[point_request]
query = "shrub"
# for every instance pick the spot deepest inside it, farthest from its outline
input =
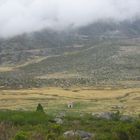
(21, 136)
(39, 108)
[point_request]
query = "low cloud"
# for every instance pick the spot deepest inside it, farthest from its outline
(23, 16)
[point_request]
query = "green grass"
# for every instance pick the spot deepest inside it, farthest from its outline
(34, 124)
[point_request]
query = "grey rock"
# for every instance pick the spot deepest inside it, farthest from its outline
(58, 120)
(103, 115)
(82, 134)
(125, 118)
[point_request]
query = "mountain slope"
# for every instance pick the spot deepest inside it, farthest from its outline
(104, 53)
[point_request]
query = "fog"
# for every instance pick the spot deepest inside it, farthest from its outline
(23, 16)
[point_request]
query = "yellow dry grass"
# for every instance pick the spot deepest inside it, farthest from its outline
(85, 99)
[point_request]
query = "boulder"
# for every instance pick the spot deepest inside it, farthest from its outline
(104, 115)
(58, 120)
(81, 134)
(125, 118)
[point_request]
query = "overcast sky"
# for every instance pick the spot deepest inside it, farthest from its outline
(22, 16)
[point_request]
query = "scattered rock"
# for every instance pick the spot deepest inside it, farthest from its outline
(61, 115)
(104, 115)
(82, 134)
(58, 120)
(125, 118)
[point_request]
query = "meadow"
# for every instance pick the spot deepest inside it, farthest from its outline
(85, 99)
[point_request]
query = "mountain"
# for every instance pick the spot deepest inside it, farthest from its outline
(102, 53)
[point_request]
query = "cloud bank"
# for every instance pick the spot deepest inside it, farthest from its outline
(23, 16)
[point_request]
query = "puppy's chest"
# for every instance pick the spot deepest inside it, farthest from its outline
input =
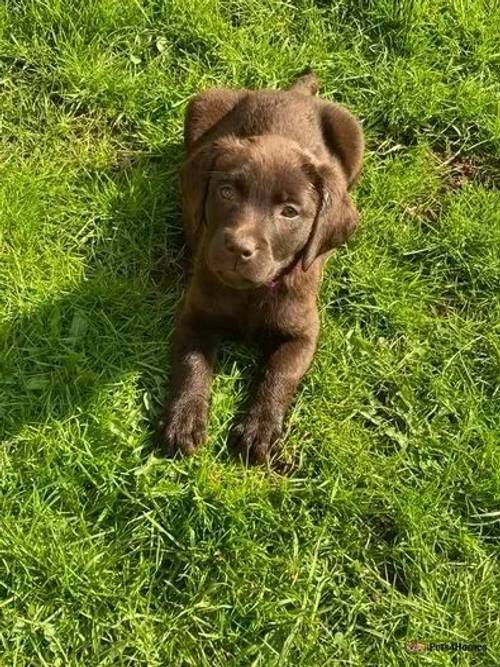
(262, 314)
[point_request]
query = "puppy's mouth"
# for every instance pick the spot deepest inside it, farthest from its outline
(237, 281)
(273, 280)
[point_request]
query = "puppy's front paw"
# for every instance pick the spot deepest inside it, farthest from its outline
(256, 438)
(183, 428)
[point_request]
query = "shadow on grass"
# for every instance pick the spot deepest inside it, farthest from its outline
(117, 321)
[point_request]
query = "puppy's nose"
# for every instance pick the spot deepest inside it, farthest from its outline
(242, 248)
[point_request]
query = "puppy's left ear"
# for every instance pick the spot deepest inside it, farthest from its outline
(336, 218)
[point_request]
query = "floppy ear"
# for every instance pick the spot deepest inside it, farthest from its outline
(343, 137)
(206, 110)
(195, 181)
(337, 218)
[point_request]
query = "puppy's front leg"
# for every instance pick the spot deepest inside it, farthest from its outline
(183, 424)
(255, 436)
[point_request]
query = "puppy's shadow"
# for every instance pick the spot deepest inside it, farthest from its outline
(119, 318)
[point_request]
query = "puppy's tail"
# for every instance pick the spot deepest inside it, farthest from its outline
(307, 83)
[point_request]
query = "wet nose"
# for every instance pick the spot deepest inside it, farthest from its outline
(242, 248)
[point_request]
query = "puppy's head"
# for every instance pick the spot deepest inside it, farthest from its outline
(265, 203)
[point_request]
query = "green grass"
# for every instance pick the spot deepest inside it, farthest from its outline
(388, 530)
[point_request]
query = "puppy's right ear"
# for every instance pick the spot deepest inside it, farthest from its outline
(206, 110)
(195, 176)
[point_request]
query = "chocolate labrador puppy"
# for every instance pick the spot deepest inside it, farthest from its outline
(265, 195)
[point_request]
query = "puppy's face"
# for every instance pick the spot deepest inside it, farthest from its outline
(260, 208)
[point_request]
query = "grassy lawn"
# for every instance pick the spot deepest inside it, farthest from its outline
(388, 529)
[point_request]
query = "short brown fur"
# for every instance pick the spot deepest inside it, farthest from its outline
(265, 199)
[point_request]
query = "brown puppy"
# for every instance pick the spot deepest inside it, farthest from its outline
(265, 195)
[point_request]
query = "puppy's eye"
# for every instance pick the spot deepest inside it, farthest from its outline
(289, 212)
(227, 192)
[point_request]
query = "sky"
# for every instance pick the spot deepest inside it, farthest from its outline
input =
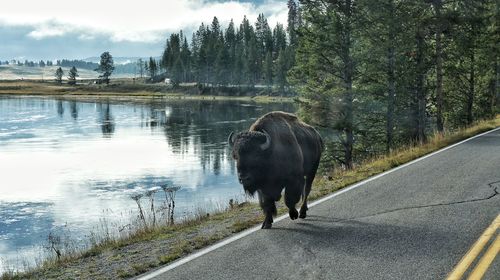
(57, 29)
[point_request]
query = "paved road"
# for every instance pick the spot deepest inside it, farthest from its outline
(414, 223)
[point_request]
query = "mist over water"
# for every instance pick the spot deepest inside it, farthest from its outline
(69, 164)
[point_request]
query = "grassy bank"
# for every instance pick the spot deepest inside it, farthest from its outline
(129, 89)
(147, 249)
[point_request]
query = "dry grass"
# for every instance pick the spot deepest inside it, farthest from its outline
(152, 248)
(119, 89)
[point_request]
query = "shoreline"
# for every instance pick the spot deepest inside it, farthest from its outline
(124, 90)
(148, 249)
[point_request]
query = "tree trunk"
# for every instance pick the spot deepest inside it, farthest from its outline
(439, 69)
(420, 90)
(348, 96)
(391, 82)
(470, 94)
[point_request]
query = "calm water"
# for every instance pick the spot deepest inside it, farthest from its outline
(69, 164)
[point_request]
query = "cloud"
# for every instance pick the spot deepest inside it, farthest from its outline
(133, 21)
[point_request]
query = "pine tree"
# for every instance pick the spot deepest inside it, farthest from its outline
(106, 67)
(59, 73)
(72, 74)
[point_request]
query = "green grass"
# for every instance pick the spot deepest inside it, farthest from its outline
(125, 89)
(194, 234)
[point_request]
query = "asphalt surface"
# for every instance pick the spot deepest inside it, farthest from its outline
(414, 223)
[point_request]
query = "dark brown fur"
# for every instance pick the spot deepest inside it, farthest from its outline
(290, 162)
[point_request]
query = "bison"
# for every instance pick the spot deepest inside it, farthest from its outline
(279, 151)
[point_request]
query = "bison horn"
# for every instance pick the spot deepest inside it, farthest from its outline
(230, 139)
(267, 144)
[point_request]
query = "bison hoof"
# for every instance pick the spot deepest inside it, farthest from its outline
(302, 214)
(266, 225)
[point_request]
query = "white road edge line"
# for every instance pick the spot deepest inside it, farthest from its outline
(328, 197)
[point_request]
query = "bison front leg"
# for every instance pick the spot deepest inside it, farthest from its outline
(292, 195)
(269, 208)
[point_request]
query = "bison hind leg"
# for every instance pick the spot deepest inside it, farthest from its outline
(293, 213)
(303, 211)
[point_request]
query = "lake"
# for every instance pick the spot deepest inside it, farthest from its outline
(72, 166)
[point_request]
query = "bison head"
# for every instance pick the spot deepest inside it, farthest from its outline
(251, 151)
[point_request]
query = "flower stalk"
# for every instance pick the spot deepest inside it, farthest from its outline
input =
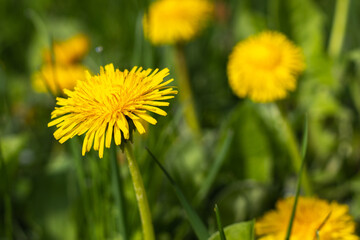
(140, 193)
(186, 96)
(338, 27)
(295, 155)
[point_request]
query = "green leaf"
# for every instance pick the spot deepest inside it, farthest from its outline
(237, 231)
(251, 143)
(225, 144)
(218, 220)
(195, 221)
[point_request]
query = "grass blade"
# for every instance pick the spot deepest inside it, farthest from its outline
(7, 198)
(303, 153)
(219, 160)
(195, 221)
(218, 220)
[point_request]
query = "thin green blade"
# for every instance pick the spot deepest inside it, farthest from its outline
(195, 221)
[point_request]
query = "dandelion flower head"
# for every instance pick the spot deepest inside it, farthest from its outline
(331, 220)
(69, 51)
(264, 67)
(57, 78)
(172, 21)
(102, 106)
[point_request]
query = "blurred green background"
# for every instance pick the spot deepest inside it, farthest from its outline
(48, 192)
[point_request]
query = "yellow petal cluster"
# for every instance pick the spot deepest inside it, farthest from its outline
(53, 79)
(173, 21)
(69, 51)
(331, 220)
(102, 106)
(65, 69)
(264, 67)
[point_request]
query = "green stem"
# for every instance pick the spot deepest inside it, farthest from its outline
(7, 199)
(116, 182)
(186, 96)
(298, 185)
(338, 27)
(140, 193)
(295, 155)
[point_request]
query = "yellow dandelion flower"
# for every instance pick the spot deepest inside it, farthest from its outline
(57, 78)
(331, 220)
(264, 67)
(108, 103)
(172, 21)
(69, 51)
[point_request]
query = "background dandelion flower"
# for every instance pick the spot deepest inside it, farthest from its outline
(69, 51)
(264, 67)
(57, 78)
(172, 21)
(102, 106)
(312, 214)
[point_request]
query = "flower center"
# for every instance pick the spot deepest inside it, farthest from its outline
(265, 56)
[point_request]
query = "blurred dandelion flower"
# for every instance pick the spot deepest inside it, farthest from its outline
(58, 78)
(264, 67)
(103, 105)
(69, 51)
(330, 220)
(172, 21)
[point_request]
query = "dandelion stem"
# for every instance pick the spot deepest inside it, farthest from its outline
(116, 182)
(298, 185)
(140, 193)
(295, 154)
(185, 90)
(338, 27)
(7, 199)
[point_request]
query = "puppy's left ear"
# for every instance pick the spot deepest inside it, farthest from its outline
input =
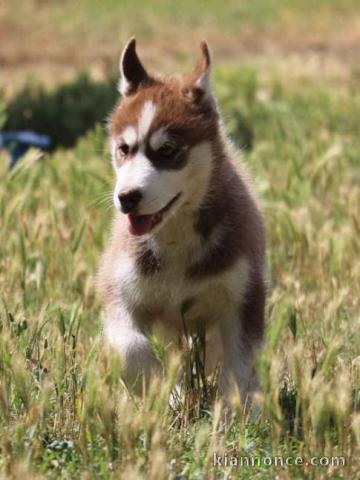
(199, 87)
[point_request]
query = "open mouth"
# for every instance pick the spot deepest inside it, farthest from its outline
(142, 224)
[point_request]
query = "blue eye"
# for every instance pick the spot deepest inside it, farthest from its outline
(124, 149)
(168, 149)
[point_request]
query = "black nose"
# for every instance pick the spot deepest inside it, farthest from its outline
(130, 200)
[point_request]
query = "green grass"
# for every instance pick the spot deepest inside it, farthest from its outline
(64, 412)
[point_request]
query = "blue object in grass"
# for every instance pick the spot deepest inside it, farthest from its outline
(18, 143)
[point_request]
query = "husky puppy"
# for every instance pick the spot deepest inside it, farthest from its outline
(188, 240)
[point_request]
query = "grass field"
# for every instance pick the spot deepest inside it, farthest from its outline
(64, 412)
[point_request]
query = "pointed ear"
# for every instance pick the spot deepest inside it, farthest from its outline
(198, 86)
(132, 72)
(201, 74)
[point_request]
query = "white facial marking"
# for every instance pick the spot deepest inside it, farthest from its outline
(129, 136)
(146, 118)
(158, 138)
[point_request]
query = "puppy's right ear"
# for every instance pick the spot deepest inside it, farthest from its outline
(132, 72)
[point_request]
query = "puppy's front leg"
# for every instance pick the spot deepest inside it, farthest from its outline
(123, 333)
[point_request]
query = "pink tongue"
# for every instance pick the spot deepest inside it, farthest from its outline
(140, 224)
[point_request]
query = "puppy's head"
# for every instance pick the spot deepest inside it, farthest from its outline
(161, 135)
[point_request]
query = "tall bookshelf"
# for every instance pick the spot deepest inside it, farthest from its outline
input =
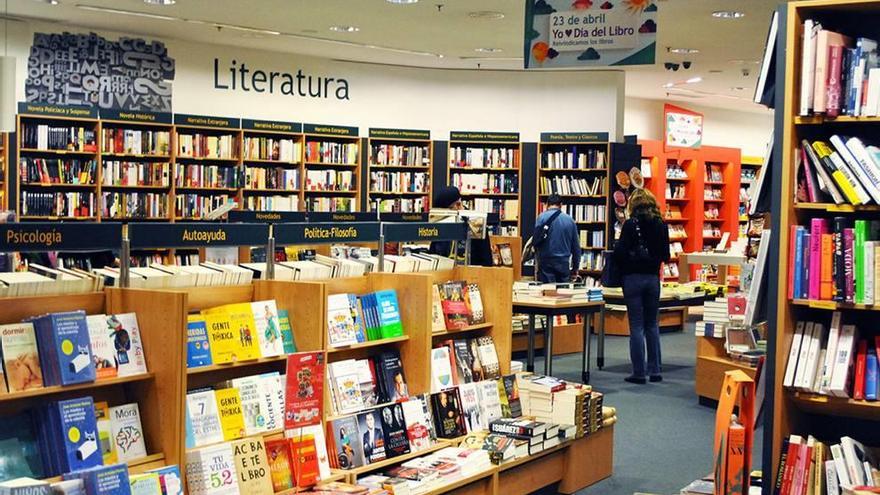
(203, 178)
(333, 153)
(63, 138)
(399, 170)
(827, 418)
(575, 165)
(272, 161)
(496, 159)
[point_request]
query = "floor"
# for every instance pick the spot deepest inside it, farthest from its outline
(663, 437)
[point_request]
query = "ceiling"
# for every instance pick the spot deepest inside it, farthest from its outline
(441, 34)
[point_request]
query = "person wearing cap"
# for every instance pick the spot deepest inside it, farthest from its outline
(449, 197)
(560, 254)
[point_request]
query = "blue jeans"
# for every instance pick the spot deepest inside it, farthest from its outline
(641, 292)
(553, 270)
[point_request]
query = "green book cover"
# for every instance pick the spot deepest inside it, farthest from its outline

Stated problem ▸
How many lines of the records above contain the word "front"? Reply with the number alone.

Response ▸
4